BRIEF
Return each line of the material below that contains the word "cabinet", copying it in full.

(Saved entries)
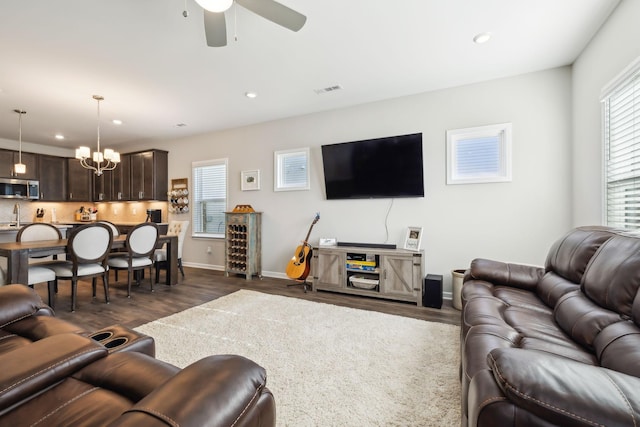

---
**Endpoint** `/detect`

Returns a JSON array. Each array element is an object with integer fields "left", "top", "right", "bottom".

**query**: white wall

[
  {"left": 131, "top": 67, "right": 571, "bottom": 298},
  {"left": 572, "top": 0, "right": 640, "bottom": 225}
]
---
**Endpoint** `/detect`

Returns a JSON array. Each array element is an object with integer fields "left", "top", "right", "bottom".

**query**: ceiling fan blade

[
  {"left": 204, "top": 10, "right": 227, "bottom": 47},
  {"left": 236, "top": 0, "right": 307, "bottom": 31}
]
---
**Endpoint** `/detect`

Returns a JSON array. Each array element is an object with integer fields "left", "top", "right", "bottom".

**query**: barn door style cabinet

[
  {"left": 224, "top": 212, "right": 262, "bottom": 280},
  {"left": 311, "top": 246, "right": 424, "bottom": 307}
]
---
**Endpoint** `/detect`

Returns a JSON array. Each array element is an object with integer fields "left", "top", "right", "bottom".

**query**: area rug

[{"left": 136, "top": 290, "right": 460, "bottom": 427}]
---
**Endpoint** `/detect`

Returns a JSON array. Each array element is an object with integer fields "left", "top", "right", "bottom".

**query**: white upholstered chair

[
  {"left": 107, "top": 222, "right": 159, "bottom": 297},
  {"left": 16, "top": 222, "right": 62, "bottom": 308},
  {"left": 49, "top": 222, "right": 113, "bottom": 311},
  {"left": 153, "top": 221, "right": 189, "bottom": 283}
]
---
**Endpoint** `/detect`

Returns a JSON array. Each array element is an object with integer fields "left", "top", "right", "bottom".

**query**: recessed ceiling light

[{"left": 473, "top": 33, "right": 491, "bottom": 44}]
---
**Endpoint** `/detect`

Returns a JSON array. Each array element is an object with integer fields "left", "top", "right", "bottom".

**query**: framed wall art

[
  {"left": 404, "top": 227, "right": 422, "bottom": 251},
  {"left": 240, "top": 169, "right": 260, "bottom": 191}
]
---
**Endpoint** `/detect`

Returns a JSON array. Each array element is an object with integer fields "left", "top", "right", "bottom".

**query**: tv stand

[
  {"left": 338, "top": 242, "right": 396, "bottom": 249},
  {"left": 311, "top": 246, "right": 424, "bottom": 307}
]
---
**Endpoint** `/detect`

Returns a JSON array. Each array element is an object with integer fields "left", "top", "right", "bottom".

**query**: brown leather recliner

[
  {"left": 461, "top": 227, "right": 640, "bottom": 426},
  {"left": 0, "top": 285, "right": 275, "bottom": 427}
]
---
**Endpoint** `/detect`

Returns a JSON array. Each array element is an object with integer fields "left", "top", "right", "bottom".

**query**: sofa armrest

[
  {"left": 111, "top": 355, "right": 275, "bottom": 427},
  {"left": 0, "top": 285, "right": 53, "bottom": 328},
  {"left": 487, "top": 348, "right": 640, "bottom": 426},
  {"left": 465, "top": 258, "right": 544, "bottom": 291}
]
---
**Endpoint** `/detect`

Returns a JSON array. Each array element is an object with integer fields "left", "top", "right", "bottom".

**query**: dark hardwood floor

[{"left": 36, "top": 268, "right": 460, "bottom": 330}]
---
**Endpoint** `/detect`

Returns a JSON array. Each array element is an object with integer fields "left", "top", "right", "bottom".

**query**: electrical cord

[{"left": 384, "top": 199, "right": 395, "bottom": 243}]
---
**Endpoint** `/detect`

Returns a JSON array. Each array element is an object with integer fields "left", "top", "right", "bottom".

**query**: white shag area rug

[{"left": 136, "top": 290, "right": 460, "bottom": 427}]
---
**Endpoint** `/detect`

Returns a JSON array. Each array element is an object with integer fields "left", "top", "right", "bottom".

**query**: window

[
  {"left": 447, "top": 123, "right": 511, "bottom": 184},
  {"left": 191, "top": 159, "right": 227, "bottom": 237},
  {"left": 273, "top": 148, "right": 311, "bottom": 191},
  {"left": 602, "top": 60, "right": 640, "bottom": 229}
]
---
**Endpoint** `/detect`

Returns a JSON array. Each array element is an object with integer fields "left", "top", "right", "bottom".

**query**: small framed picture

[
  {"left": 404, "top": 227, "right": 422, "bottom": 251},
  {"left": 240, "top": 170, "right": 260, "bottom": 191}
]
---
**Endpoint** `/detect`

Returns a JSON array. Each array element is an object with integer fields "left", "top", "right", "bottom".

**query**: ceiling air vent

[{"left": 313, "top": 85, "right": 342, "bottom": 95}]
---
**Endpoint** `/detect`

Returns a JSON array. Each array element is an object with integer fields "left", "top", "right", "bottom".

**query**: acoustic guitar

[{"left": 286, "top": 213, "right": 320, "bottom": 282}]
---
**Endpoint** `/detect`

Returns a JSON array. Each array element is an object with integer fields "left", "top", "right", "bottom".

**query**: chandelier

[
  {"left": 76, "top": 95, "right": 120, "bottom": 176},
  {"left": 13, "top": 109, "right": 27, "bottom": 174}
]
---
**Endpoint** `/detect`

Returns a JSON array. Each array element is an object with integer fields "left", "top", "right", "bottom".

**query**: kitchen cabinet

[
  {"left": 111, "top": 154, "right": 131, "bottom": 202},
  {"left": 37, "top": 154, "right": 67, "bottom": 202},
  {"left": 130, "top": 150, "right": 169, "bottom": 200},
  {"left": 0, "top": 149, "right": 38, "bottom": 179},
  {"left": 93, "top": 171, "right": 113, "bottom": 202},
  {"left": 67, "top": 159, "right": 94, "bottom": 202}
]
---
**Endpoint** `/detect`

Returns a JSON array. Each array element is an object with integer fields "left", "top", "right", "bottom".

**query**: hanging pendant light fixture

[
  {"left": 196, "top": 0, "right": 233, "bottom": 13},
  {"left": 13, "top": 109, "right": 27, "bottom": 174},
  {"left": 76, "top": 95, "right": 120, "bottom": 176}
]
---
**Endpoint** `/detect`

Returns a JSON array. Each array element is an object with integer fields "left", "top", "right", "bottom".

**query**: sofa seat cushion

[
  {"left": 536, "top": 271, "right": 580, "bottom": 307},
  {"left": 462, "top": 286, "right": 553, "bottom": 335},
  {"left": 4, "top": 316, "right": 89, "bottom": 341},
  {"left": 0, "top": 329, "right": 31, "bottom": 354},
  {"left": 554, "top": 291, "right": 624, "bottom": 350},
  {"left": 593, "top": 321, "right": 640, "bottom": 377},
  {"left": 487, "top": 349, "right": 640, "bottom": 427},
  {"left": 2, "top": 378, "right": 135, "bottom": 427}
]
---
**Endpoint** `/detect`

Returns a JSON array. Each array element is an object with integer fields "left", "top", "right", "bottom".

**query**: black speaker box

[{"left": 422, "top": 274, "right": 442, "bottom": 308}]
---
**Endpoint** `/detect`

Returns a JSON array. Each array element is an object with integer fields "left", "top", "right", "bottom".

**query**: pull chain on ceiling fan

[{"left": 191, "top": 0, "right": 307, "bottom": 47}]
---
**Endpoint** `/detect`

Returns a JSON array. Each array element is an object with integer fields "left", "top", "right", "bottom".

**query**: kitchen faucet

[{"left": 13, "top": 203, "right": 20, "bottom": 227}]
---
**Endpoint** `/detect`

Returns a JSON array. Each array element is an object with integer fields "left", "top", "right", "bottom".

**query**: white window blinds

[
  {"left": 273, "top": 148, "right": 310, "bottom": 191},
  {"left": 603, "top": 64, "right": 640, "bottom": 229},
  {"left": 447, "top": 123, "right": 511, "bottom": 184},
  {"left": 191, "top": 159, "right": 227, "bottom": 237}
]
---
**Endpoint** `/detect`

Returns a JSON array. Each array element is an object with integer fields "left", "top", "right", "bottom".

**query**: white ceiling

[{"left": 0, "top": 0, "right": 619, "bottom": 147}]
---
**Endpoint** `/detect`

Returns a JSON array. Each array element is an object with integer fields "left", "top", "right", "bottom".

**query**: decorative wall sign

[
  {"left": 404, "top": 227, "right": 422, "bottom": 251},
  {"left": 241, "top": 170, "right": 260, "bottom": 191}
]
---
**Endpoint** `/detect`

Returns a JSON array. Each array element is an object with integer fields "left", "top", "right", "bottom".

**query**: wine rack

[{"left": 225, "top": 212, "right": 262, "bottom": 280}]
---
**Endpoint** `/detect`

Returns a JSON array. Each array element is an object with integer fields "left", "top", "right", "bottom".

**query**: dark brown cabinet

[
  {"left": 0, "top": 149, "right": 38, "bottom": 179},
  {"left": 37, "top": 154, "right": 67, "bottom": 202},
  {"left": 93, "top": 171, "right": 113, "bottom": 202},
  {"left": 67, "top": 159, "right": 94, "bottom": 202},
  {"left": 130, "top": 150, "right": 169, "bottom": 200},
  {"left": 111, "top": 154, "right": 131, "bottom": 202}
]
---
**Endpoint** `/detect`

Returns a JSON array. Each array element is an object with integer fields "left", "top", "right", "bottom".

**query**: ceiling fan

[{"left": 196, "top": 0, "right": 307, "bottom": 47}]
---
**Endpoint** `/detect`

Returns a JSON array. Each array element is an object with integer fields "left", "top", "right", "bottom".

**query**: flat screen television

[{"left": 321, "top": 133, "right": 424, "bottom": 200}]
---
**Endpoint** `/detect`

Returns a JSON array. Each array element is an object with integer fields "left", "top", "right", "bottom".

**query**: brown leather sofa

[
  {"left": 461, "top": 227, "right": 640, "bottom": 426},
  {"left": 0, "top": 285, "right": 275, "bottom": 427}
]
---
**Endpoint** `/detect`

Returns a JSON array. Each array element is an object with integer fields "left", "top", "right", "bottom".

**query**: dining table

[{"left": 0, "top": 235, "right": 178, "bottom": 285}]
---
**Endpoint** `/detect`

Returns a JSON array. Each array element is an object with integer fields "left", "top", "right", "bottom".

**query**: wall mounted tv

[{"left": 321, "top": 133, "right": 424, "bottom": 200}]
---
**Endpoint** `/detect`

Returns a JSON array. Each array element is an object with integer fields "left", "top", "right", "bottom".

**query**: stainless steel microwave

[{"left": 0, "top": 178, "right": 40, "bottom": 200}]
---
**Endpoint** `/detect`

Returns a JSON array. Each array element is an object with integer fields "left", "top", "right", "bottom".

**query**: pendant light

[
  {"left": 76, "top": 95, "right": 120, "bottom": 176},
  {"left": 196, "top": 0, "right": 233, "bottom": 13},
  {"left": 13, "top": 109, "right": 27, "bottom": 174}
]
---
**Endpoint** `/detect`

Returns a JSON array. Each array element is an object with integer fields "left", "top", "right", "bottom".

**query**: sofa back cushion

[
  {"left": 545, "top": 226, "right": 616, "bottom": 284},
  {"left": 581, "top": 235, "right": 640, "bottom": 318}
]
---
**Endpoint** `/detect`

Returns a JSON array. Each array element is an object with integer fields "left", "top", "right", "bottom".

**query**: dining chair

[
  {"left": 107, "top": 222, "right": 159, "bottom": 298},
  {"left": 153, "top": 221, "right": 190, "bottom": 283},
  {"left": 16, "top": 222, "right": 62, "bottom": 308},
  {"left": 48, "top": 223, "right": 113, "bottom": 311}
]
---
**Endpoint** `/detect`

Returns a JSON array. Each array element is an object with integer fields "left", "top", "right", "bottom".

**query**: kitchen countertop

[{"left": 0, "top": 222, "right": 71, "bottom": 233}]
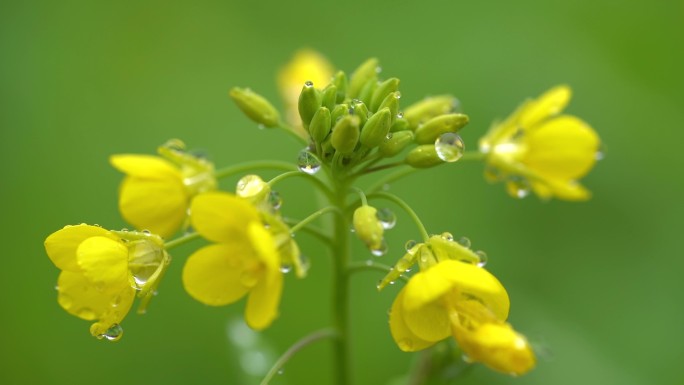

RESPONSE FOR THIS EXERCISE
**query**: barn door style cabinet
**query**: kitchen cabinet
**query**: dark brown cabinet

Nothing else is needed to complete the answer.